Your instructions:
Repeat exactly what appears from the opening line of the listing to the line with "ceiling fan blade.", inclusive.

Records for this exercise:
# # #
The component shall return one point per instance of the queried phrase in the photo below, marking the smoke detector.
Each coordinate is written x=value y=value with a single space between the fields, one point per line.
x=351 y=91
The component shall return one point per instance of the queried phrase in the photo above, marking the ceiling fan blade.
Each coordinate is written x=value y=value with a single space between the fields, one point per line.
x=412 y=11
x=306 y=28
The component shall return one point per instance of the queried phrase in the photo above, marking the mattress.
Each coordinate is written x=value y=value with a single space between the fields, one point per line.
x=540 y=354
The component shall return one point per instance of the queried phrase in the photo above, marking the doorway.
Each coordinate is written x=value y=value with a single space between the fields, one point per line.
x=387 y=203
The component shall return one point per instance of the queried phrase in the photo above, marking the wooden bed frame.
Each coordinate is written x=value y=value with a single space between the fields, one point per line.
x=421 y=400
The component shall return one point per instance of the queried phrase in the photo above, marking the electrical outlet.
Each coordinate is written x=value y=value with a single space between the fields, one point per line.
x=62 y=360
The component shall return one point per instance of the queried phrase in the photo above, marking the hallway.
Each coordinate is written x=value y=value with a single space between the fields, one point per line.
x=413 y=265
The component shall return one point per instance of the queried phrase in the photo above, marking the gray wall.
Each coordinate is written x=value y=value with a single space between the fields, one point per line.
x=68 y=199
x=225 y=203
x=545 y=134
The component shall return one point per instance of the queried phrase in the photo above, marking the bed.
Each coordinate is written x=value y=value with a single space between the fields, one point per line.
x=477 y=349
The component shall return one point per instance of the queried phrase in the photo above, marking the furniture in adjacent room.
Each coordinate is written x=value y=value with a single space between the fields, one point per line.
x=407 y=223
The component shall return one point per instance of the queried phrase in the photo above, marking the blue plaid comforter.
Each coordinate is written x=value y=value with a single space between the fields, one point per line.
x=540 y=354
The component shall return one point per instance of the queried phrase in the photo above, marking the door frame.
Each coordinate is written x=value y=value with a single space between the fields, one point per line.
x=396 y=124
# # #
Reply:
The component shall return one point per instance of the queried phrase in the photo below, marking the smoke detector.
Each coordinate is written x=value y=value with a single space between the fields, one point per line.
x=351 y=91
The component shall return one point per instance of the queried phrase in the photo above, marking the ceiling fan blade.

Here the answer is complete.